(Saved entries)
⟨
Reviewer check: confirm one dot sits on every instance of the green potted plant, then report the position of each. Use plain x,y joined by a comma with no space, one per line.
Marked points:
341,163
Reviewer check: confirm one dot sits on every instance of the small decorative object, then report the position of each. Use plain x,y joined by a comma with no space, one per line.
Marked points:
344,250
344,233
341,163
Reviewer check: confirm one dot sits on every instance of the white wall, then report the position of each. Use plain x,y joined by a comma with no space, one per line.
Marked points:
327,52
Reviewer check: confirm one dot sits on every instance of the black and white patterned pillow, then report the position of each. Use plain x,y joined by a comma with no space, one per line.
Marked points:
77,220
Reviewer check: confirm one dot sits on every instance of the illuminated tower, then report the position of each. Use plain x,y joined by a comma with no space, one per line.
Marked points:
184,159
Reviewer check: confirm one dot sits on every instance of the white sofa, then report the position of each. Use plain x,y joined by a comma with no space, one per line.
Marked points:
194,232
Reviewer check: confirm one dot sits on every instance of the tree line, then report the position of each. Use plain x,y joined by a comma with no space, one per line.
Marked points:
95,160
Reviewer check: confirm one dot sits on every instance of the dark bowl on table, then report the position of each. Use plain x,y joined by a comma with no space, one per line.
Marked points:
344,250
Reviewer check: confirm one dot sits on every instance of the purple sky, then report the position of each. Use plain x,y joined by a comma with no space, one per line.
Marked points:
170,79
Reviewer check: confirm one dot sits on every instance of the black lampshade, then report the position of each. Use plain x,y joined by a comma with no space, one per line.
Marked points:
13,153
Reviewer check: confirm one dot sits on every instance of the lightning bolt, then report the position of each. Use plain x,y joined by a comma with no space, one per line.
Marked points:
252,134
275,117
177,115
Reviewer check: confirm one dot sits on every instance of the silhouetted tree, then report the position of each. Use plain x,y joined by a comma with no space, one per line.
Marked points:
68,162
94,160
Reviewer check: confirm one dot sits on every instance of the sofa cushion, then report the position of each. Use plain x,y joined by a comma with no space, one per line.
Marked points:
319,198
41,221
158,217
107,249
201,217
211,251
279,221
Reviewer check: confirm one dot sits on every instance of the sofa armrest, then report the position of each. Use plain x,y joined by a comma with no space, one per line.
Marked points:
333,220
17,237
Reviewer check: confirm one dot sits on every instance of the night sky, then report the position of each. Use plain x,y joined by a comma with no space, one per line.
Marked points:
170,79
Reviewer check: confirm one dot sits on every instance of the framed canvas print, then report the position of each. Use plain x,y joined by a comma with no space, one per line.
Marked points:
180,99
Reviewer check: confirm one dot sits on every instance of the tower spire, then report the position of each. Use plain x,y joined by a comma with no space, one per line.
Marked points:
⟩
* _WORK TO BE COMPLETED_: Repeat the records exactly, including every line.

* _SOLUTION FOR THIS PROBLEM_:
Reviewer check: confirm one dot sits on every instance of the green potted plant, then report the position of each. Use plain x,y joined by a comma with no space, one per line.
Marked points:
341,163
Reviewer check: confirm one dot sits on every instance of the small decorative object, then report the position of each. Use plain x,y joined by a comma with no space, one per line.
Marked points:
344,250
344,233
341,163
Reviewer check: confirm one dot sits on every instance of the white wall, then report the position of each. Use plain x,y joined by a comma with no space, one per line.
Marked points:
327,52
Reviewer check: confirm one dot sits on every instance of the black and white patterned pillow, then report the position of each. Use plain x,y joined by a comma with no space, one per line.
Marked points:
77,220
Reviewer check: confirm one dot sits on every instance of the illuminated tower, then report the position of each. Use plain x,y joined by a comma with no space, one per line.
Marked points:
184,159
Reviewer check: confirm one dot sits on every instance of the white sofa, then report the position of each. Use plain x,y joined by a comma with no space, one per line.
Marked points:
194,232
Reviewer check: confirm one dot sits on every instance of the tree line, then report the position of each. Use plain x,y joined by a comma with no space, one per line.
Marked points:
95,160
Reviewer check: confirm one dot sits on every instance of the dark bowl on table, then report the position of each. Use plain x,y joined by a comma with no space, one per line.
Marked points:
344,250
Reviewer check: confirm one dot sits on every instance of the purple sky, then report the position of each. Use plain x,y joined by a comma with no space, one per line.
Marked points:
170,79
Reviewer check: confirm one dot sits on every instance of the black lampshade, then report the position of each. Use plain x,y joined by a comma with no space, one per line.
Marked points:
13,153
Reviewer check: confirm one dot sits on every instance of the lightning bolt, then report the position of each. Use plain x,y joined by a comma with no space, one per line.
Marked points:
252,134
275,117
177,115
Reviewer check: confirm one dot sits on every instance of the silhouetted tree, then report the position of each. Use plain x,y joined by a comma with no space, one per line.
Marked points:
68,162
94,160
Reviewer check: confirm one dot sits on every instance of the sofa cushion, then report the position of each. Use plain x,y joined by a comma with no space, one per line.
Marked points:
319,198
41,221
158,217
107,249
201,217
211,251
279,221
Reviewer check: confirm one dot sits on every instance of the sofa armrest, then report the position of each. Use plain x,y joined by a comma with no space, one per line.
Marked points:
333,220
17,237
Reviewer check: confirm one dot sits on every instance of the night sky, then report the position of each. Use plain x,y joined by a comma with no space, one per line.
Marked points:
170,79
Reviewer check: confirm one dot sits on every instance of the framed canvas print, then report the position of each. Use plain x,y joined by a comma with no space, one per line.
Marked points:
180,99
Reviewer check: confirm one dot sits on every instance of the tower spire, then report the position of each. Use plain x,y joined by a comma with no space, one per line.
Marked points:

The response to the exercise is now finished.